### Written request:
Render the lines from the one containing "Can you see the tree?" through the one containing "(1053, 498)", both included, as a Markdown table with the columns Row and Line. Number each line in order and omit any blank lines.

┌─ Supplied information

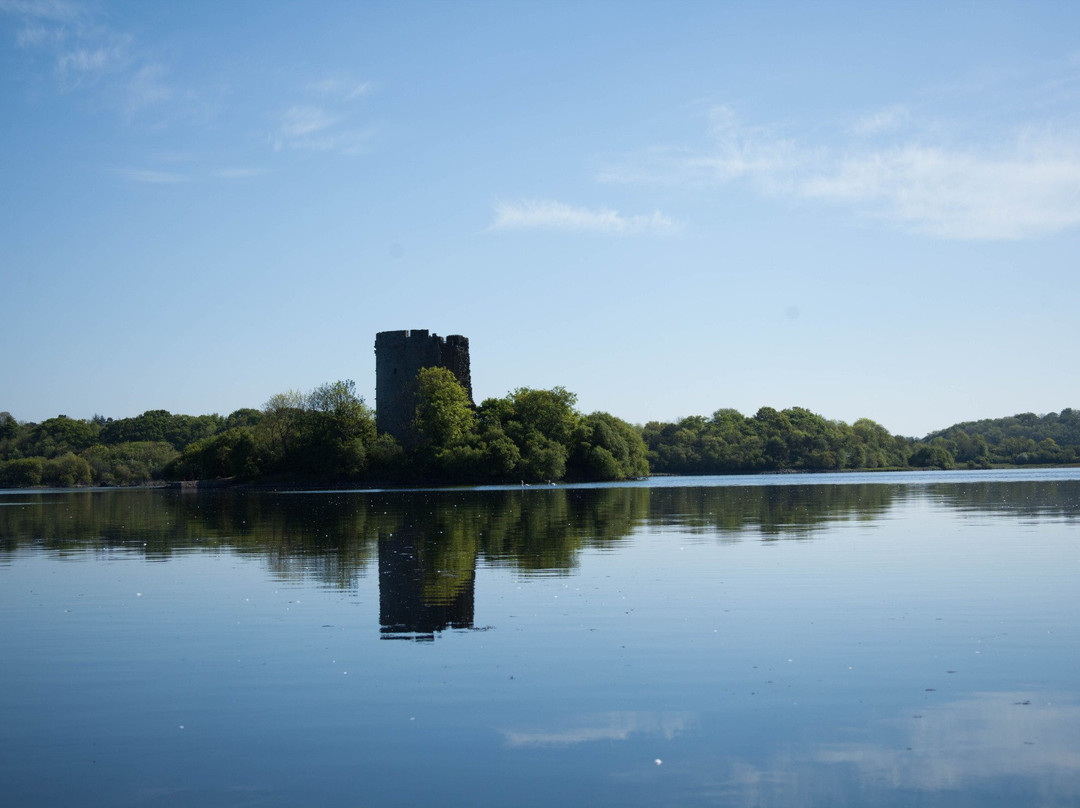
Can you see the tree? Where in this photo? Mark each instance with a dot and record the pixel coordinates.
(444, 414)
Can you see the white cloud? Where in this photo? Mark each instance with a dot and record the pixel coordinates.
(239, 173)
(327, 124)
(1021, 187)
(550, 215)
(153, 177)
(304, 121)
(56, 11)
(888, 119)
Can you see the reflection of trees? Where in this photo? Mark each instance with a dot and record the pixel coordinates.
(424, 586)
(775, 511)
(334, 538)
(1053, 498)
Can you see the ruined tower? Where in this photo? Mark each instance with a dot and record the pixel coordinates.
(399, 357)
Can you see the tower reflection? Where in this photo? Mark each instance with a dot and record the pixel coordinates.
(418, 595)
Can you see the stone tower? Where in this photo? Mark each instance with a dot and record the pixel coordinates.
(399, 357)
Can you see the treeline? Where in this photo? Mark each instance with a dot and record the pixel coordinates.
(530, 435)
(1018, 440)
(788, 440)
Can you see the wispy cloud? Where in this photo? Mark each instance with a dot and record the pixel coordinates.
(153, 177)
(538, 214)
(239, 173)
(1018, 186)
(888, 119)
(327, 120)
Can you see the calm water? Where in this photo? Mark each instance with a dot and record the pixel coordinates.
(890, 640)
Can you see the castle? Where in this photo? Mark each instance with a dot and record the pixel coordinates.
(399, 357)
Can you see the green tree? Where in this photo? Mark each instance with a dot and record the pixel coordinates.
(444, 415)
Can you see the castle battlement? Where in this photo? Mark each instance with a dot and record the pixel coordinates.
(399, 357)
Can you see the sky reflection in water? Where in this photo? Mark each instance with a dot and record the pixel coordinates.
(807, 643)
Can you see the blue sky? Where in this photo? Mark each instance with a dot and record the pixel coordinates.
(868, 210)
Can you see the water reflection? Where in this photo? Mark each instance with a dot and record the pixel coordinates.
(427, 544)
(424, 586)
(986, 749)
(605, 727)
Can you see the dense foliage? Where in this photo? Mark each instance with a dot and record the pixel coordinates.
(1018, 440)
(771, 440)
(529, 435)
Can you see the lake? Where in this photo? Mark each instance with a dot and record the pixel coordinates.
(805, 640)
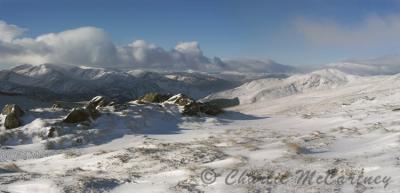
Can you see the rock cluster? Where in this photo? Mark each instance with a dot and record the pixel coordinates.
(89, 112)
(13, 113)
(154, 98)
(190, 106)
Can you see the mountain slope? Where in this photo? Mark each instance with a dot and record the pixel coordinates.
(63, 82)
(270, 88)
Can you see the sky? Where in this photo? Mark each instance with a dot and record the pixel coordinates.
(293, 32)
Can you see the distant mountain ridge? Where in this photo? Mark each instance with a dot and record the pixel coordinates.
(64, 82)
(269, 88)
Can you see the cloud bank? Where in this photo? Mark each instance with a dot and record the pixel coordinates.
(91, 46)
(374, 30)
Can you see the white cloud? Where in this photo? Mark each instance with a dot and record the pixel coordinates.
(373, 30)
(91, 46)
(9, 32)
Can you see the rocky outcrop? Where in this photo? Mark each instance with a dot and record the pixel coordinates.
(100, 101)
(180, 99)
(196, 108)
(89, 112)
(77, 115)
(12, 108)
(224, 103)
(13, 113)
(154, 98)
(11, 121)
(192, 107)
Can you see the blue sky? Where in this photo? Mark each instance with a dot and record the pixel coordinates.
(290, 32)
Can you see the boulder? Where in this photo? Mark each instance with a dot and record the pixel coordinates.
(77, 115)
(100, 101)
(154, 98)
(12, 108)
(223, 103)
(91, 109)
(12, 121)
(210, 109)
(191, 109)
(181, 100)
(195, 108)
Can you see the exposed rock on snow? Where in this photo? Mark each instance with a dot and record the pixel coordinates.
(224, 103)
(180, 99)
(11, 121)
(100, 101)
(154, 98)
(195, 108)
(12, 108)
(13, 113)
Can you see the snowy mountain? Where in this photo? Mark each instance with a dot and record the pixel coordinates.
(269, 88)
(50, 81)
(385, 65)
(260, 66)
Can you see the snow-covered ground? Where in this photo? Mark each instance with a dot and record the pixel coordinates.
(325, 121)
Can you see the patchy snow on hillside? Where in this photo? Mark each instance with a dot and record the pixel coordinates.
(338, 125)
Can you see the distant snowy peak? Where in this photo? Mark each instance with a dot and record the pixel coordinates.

└─
┌─ Supplied information

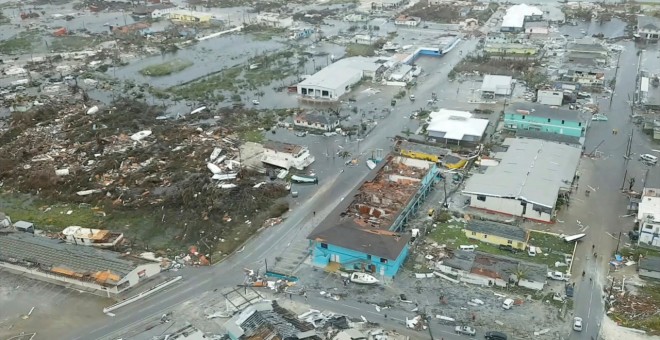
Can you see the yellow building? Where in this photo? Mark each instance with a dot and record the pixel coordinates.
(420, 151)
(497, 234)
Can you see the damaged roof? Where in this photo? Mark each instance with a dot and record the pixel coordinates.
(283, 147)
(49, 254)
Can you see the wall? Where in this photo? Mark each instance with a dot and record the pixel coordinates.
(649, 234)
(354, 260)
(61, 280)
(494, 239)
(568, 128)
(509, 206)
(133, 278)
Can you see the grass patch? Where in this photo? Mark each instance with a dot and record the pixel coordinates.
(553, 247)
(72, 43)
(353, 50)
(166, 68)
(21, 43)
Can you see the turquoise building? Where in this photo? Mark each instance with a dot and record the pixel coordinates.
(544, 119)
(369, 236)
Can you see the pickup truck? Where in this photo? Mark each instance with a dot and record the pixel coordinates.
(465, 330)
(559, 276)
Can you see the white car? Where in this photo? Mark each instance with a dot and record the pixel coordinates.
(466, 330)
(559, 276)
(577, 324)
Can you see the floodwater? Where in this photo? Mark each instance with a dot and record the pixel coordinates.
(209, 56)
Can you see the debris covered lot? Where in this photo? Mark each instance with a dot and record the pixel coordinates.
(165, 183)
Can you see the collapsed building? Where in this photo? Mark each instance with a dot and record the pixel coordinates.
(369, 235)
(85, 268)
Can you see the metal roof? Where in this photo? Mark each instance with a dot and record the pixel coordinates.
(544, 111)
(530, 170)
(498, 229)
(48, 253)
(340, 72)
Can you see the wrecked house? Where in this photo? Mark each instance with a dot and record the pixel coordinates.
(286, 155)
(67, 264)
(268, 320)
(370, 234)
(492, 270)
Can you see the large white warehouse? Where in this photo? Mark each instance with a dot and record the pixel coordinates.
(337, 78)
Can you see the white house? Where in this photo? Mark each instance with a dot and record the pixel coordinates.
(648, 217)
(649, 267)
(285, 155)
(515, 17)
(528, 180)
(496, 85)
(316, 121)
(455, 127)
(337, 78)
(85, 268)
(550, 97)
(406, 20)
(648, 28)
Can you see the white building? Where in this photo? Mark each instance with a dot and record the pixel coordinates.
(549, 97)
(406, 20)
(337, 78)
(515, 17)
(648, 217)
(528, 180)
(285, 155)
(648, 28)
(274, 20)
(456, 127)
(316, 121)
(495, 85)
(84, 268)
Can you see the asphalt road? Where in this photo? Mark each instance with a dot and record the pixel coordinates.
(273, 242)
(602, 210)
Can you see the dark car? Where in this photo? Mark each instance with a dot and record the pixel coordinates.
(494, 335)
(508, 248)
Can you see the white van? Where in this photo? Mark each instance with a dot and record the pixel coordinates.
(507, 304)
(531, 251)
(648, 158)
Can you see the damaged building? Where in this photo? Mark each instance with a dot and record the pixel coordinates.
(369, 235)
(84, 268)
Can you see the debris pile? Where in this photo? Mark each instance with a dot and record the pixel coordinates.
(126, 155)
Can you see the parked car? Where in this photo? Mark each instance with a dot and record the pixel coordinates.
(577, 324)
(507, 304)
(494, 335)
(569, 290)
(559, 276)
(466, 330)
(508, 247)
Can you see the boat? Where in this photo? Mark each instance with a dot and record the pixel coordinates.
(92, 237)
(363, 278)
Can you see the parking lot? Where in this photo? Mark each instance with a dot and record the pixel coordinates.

└─

### Response:
| Row | Line |
|---|---|
| 1 | Can you see the tree? Where in this photo? Mark each instance with a dot and record the pixel coordinates. |
| 2 | (444, 414) |
| 3 | Can you see the white cloud? Where in this photo? Mark each instance with a dot and record the pixel coordinates. |
| 4 | (239, 173) |
| 5 | (327, 124) |
| 6 | (1021, 187) |
| 7 | (550, 215) |
| 8 | (153, 177) |
| 9 | (304, 121) |
| 10 | (56, 11) |
| 11 | (888, 119) |
| 12 | Can you see the reflection of trees? Where in this photo? Mark each instance with a dot and record the pixel coordinates. |
| 13 | (424, 586) |
| 14 | (775, 511) |
| 15 | (334, 538) |
| 16 | (1053, 498) |